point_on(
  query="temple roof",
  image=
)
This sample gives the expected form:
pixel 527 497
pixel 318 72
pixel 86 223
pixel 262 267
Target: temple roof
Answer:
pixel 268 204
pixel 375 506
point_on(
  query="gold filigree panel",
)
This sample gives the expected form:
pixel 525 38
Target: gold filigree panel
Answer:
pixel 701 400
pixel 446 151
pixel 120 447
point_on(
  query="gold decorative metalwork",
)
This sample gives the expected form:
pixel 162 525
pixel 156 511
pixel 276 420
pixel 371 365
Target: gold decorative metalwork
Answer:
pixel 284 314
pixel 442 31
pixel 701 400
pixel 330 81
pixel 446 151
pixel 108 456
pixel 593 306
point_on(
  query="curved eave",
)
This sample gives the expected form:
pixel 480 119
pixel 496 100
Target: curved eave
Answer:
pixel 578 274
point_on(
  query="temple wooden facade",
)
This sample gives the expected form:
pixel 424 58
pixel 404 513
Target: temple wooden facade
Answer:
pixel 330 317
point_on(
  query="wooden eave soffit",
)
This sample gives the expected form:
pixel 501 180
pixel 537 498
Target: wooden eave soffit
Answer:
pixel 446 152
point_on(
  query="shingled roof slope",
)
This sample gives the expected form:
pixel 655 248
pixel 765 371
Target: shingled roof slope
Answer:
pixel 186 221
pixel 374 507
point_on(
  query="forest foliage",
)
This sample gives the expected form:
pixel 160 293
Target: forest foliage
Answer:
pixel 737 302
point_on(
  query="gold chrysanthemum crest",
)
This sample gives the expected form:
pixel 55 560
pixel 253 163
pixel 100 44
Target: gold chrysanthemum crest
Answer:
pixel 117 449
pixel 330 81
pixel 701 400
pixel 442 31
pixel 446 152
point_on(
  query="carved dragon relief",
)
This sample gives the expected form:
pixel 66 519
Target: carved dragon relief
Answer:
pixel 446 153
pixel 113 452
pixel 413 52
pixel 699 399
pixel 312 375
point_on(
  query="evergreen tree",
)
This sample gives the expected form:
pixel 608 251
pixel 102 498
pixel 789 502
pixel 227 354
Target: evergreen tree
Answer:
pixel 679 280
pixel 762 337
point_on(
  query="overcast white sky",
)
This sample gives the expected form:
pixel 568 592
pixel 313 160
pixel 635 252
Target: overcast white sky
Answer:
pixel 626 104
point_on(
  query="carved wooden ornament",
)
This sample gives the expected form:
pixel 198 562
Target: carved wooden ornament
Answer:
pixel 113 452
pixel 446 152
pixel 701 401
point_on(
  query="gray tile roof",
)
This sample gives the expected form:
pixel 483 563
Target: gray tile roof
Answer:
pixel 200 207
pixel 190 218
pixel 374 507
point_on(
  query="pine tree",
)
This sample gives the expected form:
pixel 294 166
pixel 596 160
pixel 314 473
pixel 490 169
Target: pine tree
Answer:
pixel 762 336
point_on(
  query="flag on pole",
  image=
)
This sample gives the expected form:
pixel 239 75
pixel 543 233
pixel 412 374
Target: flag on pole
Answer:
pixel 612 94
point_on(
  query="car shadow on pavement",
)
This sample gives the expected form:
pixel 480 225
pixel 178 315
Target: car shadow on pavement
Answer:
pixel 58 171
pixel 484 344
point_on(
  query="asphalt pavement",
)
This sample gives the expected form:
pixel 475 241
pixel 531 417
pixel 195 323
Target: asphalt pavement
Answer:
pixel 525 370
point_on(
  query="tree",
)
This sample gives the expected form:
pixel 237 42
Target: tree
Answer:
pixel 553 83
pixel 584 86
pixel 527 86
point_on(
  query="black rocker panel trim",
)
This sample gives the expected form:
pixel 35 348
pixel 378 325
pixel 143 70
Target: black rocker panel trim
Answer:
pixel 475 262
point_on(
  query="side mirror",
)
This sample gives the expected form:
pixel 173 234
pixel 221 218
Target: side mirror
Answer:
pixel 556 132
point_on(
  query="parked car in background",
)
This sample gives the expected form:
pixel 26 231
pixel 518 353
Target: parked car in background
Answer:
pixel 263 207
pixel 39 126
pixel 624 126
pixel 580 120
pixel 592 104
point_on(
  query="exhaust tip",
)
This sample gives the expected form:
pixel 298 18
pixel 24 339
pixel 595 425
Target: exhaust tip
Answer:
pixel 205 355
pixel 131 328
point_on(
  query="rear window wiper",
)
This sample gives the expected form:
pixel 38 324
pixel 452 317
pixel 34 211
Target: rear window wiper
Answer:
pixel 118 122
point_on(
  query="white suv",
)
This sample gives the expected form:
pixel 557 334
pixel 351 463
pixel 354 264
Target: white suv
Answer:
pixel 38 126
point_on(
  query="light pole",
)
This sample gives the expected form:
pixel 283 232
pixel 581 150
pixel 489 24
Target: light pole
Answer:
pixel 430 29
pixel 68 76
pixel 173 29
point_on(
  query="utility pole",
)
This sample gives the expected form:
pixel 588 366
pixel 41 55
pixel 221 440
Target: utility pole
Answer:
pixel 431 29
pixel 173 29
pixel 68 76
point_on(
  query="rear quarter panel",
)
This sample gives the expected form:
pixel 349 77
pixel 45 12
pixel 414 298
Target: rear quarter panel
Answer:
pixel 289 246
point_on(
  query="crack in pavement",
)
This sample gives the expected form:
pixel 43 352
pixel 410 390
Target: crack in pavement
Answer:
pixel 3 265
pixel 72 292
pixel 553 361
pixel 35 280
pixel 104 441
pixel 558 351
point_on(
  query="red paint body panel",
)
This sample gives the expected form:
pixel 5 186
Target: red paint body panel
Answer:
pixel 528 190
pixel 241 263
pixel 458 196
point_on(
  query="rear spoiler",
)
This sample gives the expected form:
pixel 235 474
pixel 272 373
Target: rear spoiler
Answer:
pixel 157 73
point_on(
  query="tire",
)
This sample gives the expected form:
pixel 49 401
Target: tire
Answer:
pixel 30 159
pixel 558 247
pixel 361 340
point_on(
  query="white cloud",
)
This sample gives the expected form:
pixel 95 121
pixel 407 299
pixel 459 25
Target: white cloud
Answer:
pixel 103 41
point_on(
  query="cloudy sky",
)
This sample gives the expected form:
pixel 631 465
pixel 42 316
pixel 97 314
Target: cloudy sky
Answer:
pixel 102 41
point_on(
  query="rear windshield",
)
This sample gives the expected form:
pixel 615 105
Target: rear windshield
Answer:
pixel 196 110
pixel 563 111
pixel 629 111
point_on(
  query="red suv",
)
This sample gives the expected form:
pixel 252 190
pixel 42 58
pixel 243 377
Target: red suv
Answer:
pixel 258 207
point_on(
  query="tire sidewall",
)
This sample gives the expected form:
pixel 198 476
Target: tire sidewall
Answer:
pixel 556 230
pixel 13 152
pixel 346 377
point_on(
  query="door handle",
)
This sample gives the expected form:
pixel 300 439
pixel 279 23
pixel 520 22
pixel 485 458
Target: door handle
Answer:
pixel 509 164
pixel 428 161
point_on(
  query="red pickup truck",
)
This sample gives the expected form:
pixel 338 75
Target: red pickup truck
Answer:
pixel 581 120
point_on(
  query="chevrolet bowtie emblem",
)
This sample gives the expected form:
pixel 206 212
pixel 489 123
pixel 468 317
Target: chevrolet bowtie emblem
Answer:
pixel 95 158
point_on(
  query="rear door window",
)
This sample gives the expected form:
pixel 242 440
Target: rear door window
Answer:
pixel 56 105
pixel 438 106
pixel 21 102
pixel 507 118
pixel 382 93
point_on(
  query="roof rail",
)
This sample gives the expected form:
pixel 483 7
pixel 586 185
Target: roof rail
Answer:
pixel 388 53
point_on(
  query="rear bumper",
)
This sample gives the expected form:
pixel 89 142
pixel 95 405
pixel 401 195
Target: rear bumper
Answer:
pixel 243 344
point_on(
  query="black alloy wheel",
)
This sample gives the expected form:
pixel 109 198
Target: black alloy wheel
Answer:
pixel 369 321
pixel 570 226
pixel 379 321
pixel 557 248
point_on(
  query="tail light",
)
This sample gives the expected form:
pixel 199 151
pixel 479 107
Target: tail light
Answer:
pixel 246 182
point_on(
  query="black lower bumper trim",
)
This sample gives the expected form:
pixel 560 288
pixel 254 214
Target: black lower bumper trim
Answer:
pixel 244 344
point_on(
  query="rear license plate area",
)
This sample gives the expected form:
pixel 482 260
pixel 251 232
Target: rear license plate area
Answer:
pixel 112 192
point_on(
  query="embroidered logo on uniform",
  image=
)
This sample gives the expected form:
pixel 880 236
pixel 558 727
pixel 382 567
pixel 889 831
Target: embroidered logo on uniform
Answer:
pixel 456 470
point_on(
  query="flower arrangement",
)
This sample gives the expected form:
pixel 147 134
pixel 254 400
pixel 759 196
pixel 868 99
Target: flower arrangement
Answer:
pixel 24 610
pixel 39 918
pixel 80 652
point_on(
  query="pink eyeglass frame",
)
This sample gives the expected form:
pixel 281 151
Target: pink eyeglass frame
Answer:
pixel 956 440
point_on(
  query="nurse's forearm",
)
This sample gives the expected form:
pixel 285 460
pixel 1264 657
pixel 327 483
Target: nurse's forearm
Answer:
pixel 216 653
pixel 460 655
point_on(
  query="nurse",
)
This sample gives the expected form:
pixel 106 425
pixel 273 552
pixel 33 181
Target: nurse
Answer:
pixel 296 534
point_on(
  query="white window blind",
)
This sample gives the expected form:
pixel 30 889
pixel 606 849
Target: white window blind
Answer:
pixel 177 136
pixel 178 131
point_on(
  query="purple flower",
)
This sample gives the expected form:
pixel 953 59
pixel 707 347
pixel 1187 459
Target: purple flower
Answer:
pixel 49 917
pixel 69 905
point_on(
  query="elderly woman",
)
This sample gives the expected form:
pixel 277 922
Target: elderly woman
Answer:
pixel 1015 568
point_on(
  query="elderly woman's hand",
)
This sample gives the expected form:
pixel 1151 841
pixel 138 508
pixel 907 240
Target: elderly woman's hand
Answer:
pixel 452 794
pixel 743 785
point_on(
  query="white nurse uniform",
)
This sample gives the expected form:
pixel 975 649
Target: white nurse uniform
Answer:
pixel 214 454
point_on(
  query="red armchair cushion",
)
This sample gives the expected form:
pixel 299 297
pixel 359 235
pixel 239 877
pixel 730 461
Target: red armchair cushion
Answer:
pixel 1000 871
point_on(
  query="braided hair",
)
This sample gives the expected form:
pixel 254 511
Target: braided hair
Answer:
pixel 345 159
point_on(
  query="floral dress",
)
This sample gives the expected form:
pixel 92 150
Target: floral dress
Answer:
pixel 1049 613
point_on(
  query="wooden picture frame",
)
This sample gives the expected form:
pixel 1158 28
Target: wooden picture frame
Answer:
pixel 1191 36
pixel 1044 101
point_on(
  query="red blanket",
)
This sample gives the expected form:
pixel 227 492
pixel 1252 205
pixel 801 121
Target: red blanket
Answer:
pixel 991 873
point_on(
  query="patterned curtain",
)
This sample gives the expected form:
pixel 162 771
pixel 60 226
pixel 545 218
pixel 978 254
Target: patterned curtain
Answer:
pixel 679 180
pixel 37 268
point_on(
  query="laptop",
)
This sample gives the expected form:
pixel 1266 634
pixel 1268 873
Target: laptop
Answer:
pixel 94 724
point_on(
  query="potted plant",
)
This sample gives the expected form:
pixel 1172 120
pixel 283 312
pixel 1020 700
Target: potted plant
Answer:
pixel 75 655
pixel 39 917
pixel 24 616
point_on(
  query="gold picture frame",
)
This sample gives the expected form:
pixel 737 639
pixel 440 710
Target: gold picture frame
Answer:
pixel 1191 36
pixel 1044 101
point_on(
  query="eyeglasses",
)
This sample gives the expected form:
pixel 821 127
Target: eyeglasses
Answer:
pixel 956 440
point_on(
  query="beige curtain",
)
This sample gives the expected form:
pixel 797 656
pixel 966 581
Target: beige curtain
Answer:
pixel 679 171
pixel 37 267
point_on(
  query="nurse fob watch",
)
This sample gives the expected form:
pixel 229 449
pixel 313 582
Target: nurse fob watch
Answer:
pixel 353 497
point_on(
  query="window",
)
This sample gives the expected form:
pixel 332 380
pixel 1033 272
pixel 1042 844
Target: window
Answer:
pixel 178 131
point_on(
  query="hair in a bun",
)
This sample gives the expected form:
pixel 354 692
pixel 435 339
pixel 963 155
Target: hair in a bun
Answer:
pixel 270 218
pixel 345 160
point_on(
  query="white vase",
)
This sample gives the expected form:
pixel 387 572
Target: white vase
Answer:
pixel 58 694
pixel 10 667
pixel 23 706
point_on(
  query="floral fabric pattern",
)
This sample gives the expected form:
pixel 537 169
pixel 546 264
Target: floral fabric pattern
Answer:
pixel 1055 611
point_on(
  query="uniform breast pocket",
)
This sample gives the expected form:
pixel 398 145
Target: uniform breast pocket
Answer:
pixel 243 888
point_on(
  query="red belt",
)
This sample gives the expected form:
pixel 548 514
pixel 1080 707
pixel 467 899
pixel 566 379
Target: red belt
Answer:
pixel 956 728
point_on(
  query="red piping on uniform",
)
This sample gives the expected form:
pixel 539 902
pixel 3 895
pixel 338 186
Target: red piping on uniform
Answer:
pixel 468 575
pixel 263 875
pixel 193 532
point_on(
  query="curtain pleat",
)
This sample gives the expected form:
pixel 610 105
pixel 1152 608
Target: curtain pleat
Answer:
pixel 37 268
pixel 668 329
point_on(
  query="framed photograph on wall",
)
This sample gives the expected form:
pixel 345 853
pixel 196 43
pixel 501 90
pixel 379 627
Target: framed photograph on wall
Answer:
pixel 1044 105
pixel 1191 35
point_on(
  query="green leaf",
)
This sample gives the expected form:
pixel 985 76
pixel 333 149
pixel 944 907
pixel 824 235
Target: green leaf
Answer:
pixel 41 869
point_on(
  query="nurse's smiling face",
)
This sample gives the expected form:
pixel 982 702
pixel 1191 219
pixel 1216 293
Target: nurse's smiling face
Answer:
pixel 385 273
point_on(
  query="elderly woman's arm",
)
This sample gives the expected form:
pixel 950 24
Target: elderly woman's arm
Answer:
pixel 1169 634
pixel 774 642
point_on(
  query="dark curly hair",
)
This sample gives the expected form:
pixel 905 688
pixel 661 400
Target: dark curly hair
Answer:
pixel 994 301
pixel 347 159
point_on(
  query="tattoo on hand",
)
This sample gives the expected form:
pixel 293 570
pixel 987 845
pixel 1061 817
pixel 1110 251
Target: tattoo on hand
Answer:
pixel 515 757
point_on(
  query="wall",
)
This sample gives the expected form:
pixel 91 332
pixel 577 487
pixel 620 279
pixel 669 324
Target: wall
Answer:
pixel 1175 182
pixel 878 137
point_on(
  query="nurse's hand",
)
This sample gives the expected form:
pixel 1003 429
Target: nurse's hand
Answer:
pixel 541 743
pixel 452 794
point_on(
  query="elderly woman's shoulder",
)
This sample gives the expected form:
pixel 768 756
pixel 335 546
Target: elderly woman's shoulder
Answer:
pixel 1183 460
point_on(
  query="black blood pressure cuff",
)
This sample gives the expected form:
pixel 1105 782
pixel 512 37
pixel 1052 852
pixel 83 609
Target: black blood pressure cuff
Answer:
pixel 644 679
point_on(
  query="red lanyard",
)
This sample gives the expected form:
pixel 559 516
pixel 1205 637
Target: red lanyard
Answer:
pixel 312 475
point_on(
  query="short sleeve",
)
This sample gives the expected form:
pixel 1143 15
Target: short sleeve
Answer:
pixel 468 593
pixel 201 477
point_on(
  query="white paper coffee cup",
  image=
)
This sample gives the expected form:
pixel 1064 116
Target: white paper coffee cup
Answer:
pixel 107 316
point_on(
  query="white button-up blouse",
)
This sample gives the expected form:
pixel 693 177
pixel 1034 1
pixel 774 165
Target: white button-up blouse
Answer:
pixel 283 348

:::

Search the data for "piping". Copy every line that has it.

Solution for this exercise:
  query="red piping on uniform",
Target: red piping on uniform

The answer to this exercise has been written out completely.